▸ **LISTED ENTRIES**:
===
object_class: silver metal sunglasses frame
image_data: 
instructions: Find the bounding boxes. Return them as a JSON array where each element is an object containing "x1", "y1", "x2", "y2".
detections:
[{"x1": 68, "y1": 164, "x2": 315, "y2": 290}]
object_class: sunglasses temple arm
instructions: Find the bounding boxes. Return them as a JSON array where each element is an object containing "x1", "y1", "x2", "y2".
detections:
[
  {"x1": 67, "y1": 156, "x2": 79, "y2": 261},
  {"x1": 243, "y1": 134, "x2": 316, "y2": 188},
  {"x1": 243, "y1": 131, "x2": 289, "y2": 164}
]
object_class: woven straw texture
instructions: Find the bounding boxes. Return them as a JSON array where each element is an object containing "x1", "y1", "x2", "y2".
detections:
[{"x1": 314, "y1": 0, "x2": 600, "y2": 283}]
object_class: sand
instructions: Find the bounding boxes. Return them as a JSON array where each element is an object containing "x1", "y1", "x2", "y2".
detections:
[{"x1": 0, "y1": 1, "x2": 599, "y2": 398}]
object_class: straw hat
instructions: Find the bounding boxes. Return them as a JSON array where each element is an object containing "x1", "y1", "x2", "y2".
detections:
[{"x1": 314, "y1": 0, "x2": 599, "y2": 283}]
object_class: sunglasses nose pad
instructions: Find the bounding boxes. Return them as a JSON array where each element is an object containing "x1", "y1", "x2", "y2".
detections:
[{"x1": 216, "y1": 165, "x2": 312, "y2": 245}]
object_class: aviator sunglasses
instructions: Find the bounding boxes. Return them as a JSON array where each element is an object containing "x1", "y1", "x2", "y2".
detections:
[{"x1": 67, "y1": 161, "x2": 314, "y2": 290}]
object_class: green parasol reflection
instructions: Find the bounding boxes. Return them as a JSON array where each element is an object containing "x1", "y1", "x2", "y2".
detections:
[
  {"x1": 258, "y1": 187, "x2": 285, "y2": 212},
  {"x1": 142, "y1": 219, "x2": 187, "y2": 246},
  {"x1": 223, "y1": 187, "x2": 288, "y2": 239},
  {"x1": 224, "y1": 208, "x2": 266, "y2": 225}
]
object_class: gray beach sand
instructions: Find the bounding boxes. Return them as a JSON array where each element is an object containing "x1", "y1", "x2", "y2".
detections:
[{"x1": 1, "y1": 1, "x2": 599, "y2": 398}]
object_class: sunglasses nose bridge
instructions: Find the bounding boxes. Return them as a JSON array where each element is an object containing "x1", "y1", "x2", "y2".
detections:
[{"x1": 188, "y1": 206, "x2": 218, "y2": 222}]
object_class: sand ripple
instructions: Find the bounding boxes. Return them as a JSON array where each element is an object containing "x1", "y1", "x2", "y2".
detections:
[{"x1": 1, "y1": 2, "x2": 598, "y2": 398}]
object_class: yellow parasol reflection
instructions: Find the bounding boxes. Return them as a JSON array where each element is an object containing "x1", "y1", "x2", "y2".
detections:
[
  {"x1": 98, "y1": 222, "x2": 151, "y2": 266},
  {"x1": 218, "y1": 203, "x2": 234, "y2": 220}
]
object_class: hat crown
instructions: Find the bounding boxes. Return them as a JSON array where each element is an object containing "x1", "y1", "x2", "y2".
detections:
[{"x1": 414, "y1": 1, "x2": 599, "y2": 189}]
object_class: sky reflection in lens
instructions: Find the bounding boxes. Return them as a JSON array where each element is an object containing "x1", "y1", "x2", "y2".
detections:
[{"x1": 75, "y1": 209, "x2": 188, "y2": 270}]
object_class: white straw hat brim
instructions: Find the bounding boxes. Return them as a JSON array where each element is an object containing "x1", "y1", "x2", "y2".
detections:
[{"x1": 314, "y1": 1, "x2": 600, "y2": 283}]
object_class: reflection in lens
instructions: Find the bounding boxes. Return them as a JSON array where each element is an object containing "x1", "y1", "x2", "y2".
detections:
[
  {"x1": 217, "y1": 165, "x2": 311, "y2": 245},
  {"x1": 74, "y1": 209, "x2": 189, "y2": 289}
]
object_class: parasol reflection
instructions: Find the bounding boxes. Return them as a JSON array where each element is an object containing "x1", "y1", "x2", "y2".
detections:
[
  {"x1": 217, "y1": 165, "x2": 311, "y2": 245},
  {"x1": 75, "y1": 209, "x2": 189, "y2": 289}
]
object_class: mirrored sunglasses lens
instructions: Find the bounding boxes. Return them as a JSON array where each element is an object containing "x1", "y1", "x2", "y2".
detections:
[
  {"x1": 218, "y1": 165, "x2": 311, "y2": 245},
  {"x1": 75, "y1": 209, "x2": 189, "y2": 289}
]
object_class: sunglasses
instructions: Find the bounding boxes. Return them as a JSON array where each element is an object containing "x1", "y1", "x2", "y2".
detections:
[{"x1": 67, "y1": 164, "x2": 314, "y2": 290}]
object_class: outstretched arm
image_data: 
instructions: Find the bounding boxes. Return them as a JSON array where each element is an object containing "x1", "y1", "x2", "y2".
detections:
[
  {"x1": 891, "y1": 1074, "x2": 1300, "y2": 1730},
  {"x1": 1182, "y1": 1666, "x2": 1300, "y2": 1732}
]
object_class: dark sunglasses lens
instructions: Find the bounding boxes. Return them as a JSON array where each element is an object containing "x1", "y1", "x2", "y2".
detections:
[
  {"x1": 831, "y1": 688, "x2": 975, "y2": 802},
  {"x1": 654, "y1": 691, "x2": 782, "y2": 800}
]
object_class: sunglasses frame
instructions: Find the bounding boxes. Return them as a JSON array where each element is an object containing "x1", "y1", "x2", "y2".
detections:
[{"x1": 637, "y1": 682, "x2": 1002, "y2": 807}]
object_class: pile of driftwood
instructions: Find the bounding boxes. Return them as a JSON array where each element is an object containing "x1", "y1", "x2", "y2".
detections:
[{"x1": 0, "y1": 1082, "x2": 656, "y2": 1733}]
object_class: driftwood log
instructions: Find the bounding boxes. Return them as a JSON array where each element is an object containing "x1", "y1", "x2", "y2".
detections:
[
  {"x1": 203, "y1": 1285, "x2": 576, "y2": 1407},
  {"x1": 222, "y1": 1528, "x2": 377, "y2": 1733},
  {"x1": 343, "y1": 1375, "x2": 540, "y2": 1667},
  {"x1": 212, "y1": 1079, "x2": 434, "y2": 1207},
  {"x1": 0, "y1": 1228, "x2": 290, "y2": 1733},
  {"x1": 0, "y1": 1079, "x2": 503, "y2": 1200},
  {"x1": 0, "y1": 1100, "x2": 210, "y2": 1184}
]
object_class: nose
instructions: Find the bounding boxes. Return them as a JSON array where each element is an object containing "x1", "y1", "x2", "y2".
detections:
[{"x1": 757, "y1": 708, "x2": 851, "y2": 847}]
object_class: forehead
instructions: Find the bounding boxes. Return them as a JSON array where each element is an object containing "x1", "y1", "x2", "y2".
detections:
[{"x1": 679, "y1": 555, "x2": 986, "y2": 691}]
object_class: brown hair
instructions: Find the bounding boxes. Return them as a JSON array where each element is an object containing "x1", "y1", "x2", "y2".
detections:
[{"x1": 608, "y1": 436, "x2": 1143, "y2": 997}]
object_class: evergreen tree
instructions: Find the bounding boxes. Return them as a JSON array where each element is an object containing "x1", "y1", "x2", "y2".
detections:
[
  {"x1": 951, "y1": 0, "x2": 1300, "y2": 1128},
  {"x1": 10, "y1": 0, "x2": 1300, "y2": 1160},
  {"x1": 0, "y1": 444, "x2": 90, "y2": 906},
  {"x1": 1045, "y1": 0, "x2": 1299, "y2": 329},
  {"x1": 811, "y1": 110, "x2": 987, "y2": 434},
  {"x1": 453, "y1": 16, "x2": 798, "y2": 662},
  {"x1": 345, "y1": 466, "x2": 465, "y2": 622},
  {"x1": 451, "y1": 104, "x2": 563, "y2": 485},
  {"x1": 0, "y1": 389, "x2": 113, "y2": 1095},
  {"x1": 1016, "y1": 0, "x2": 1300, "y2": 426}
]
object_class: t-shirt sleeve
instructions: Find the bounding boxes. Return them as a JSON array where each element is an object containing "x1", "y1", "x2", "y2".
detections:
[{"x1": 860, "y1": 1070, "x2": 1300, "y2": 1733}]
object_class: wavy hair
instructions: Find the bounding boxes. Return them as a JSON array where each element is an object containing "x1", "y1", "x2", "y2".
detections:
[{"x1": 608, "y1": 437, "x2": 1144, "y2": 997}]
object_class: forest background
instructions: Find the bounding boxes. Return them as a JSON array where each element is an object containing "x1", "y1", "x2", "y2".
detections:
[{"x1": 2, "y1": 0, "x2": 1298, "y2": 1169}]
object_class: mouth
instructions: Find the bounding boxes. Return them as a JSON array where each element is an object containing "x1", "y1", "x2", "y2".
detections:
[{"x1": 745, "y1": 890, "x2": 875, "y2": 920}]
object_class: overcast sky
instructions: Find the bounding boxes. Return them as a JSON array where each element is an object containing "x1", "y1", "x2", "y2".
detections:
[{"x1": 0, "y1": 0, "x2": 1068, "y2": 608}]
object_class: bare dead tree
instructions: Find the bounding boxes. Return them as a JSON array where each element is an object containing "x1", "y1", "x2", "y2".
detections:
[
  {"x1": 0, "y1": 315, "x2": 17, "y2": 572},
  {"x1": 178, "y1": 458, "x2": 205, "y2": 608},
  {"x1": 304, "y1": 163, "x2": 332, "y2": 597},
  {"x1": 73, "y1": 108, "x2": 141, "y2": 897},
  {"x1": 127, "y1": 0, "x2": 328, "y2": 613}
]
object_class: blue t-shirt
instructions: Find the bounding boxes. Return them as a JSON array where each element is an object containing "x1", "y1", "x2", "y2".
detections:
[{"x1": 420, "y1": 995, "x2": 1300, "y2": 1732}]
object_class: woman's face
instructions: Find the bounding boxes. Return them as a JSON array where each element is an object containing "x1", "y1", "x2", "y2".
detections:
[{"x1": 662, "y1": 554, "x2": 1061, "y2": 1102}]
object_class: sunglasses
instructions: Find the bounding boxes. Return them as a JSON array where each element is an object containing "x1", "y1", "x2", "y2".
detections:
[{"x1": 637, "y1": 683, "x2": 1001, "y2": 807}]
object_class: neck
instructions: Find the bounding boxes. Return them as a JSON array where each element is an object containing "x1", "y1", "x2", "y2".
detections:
===
▸ **EXERCISE**: Across the entries above, find each line with the word "parasol" and please copy it out.

▸ **WRITTEN RESPONSE**:
object_class: green parasol reflection
object_class: yellow parasol reflection
object_class: parasol reflection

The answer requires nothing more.